# YOUR TASK
The required output is the line containing "the wooden table" followed by every later line through the end of the data, all reproduced exactly.
-- MATERIAL FOR THIS TASK follows --
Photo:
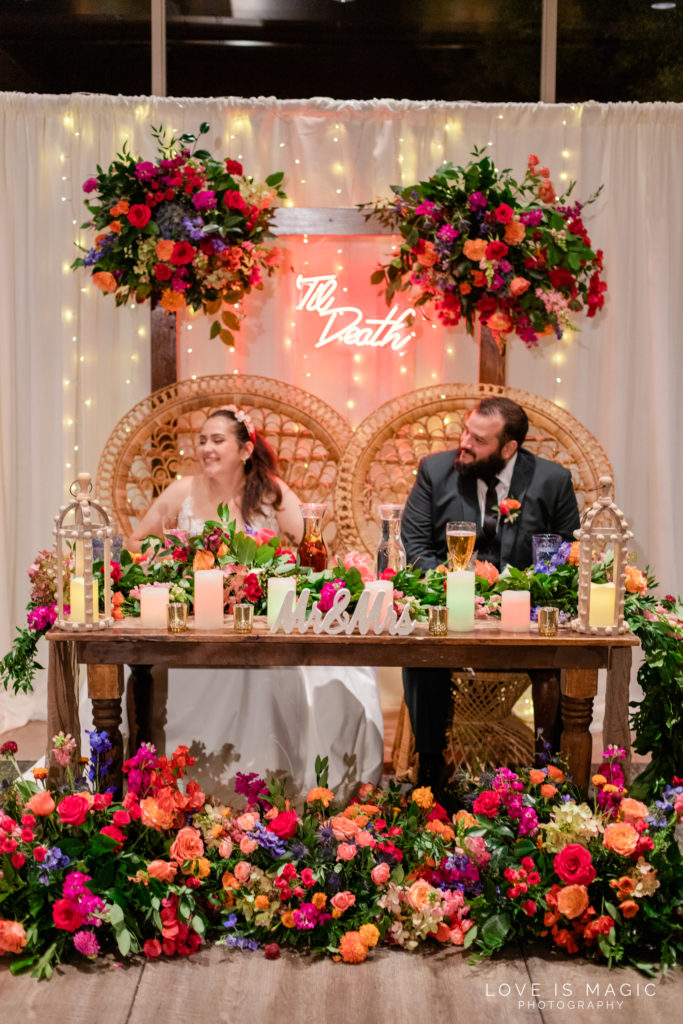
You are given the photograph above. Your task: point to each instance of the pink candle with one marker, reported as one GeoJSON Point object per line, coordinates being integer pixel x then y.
{"type": "Point", "coordinates": [515, 610]}
{"type": "Point", "coordinates": [209, 599]}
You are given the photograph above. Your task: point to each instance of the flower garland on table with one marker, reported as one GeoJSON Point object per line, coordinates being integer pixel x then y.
{"type": "Point", "coordinates": [184, 230]}
{"type": "Point", "coordinates": [249, 558]}
{"type": "Point", "coordinates": [477, 243]}
{"type": "Point", "coordinates": [164, 869]}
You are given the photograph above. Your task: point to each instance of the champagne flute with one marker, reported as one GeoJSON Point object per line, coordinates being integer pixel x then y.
{"type": "Point", "coordinates": [460, 538]}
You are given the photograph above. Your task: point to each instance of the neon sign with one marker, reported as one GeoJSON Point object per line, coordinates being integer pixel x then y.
{"type": "Point", "coordinates": [348, 325]}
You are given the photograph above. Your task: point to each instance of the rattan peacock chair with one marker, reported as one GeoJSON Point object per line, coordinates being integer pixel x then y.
{"type": "Point", "coordinates": [380, 464]}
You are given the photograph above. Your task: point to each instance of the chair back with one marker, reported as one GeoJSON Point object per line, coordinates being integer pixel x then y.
{"type": "Point", "coordinates": [381, 460]}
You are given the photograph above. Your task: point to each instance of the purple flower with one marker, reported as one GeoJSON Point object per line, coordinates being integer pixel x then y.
{"type": "Point", "coordinates": [205, 200]}
{"type": "Point", "coordinates": [477, 202]}
{"type": "Point", "coordinates": [86, 943]}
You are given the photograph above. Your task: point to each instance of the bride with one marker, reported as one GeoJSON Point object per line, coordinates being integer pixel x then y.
{"type": "Point", "coordinates": [272, 721]}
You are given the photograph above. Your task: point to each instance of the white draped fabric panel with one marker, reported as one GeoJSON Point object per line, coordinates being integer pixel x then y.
{"type": "Point", "coordinates": [73, 364]}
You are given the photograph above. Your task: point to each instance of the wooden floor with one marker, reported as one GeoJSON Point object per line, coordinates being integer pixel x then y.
{"type": "Point", "coordinates": [392, 987]}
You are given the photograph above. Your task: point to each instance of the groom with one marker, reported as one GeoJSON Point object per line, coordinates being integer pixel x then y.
{"type": "Point", "coordinates": [488, 467]}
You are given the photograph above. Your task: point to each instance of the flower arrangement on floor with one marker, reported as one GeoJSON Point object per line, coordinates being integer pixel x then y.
{"type": "Point", "coordinates": [163, 870]}
{"type": "Point", "coordinates": [247, 560]}
{"type": "Point", "coordinates": [184, 230]}
{"type": "Point", "coordinates": [477, 243]}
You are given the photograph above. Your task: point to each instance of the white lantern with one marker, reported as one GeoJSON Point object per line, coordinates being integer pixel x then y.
{"type": "Point", "coordinates": [603, 529]}
{"type": "Point", "coordinates": [79, 523]}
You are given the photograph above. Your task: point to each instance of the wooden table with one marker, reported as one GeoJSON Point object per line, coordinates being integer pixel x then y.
{"type": "Point", "coordinates": [573, 657]}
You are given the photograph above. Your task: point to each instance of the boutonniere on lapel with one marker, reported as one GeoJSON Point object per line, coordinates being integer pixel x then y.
{"type": "Point", "coordinates": [508, 509]}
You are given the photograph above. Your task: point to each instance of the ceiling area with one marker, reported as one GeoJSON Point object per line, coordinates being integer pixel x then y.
{"type": "Point", "coordinates": [487, 50]}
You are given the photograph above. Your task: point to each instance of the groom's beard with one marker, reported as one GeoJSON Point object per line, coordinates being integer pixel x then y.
{"type": "Point", "coordinates": [485, 469]}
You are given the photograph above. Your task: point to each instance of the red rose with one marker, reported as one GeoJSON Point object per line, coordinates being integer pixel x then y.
{"type": "Point", "coordinates": [73, 810]}
{"type": "Point", "coordinates": [182, 253]}
{"type": "Point", "coordinates": [573, 865]}
{"type": "Point", "coordinates": [251, 589]}
{"type": "Point", "coordinates": [233, 166]}
{"type": "Point", "coordinates": [66, 916]}
{"type": "Point", "coordinates": [139, 215]}
{"type": "Point", "coordinates": [284, 824]}
{"type": "Point", "coordinates": [233, 201]}
{"type": "Point", "coordinates": [487, 803]}
{"type": "Point", "coordinates": [496, 250]}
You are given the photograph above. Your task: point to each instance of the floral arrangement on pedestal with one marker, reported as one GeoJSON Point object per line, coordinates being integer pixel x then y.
{"type": "Point", "coordinates": [479, 244]}
{"type": "Point", "coordinates": [248, 559]}
{"type": "Point", "coordinates": [163, 870]}
{"type": "Point", "coordinates": [185, 229]}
-- MATERIAL FOR THIS TASK concluded --
# SOLUTION TO THE PROBLEM
You are given the photograph above. Your task: point to each instance of the wooden table with one marker, reported as one GeoJSON Point object per line, coordinates being integer pixel x then y.
{"type": "Point", "coordinates": [573, 657]}
You are given the photograph above. Your task: point to each instance of the boutonniere on lapel with one marker, reported as one GeoJSON Point object per line, coordinates being integer pixel x then y.
{"type": "Point", "coordinates": [508, 509]}
You are given the photograph above. Your task: point to each instance of the ceiling area with one marker, reported as one GeoJSON Point object per line, coordinates being integer pixel x then y.
{"type": "Point", "coordinates": [487, 50]}
You are given the photograph above. Your task: point to each instance of the groom's beard with one marker, reported as one GeoJSON Point object per line, coordinates being integer pixel x then y.
{"type": "Point", "coordinates": [485, 469]}
You are given the photograph above. Your task: point to each instance of the red rose with one marker, reported as one GeoJSON Point object per line, coordinates being integer pixel x then y.
{"type": "Point", "coordinates": [73, 810]}
{"type": "Point", "coordinates": [182, 253]}
{"type": "Point", "coordinates": [573, 865]}
{"type": "Point", "coordinates": [251, 589]}
{"type": "Point", "coordinates": [233, 166]}
{"type": "Point", "coordinates": [66, 916]}
{"type": "Point", "coordinates": [139, 215]}
{"type": "Point", "coordinates": [284, 824]}
{"type": "Point", "coordinates": [233, 201]}
{"type": "Point", "coordinates": [487, 803]}
{"type": "Point", "coordinates": [496, 250]}
You are given the photograph above. Your task: point to each instance of the floral arrangement on pedestal with one marker, reported as one GeoJSON Point object per line, coordinates being integer pixel x then y.
{"type": "Point", "coordinates": [479, 244]}
{"type": "Point", "coordinates": [248, 559]}
{"type": "Point", "coordinates": [163, 870]}
{"type": "Point", "coordinates": [185, 229]}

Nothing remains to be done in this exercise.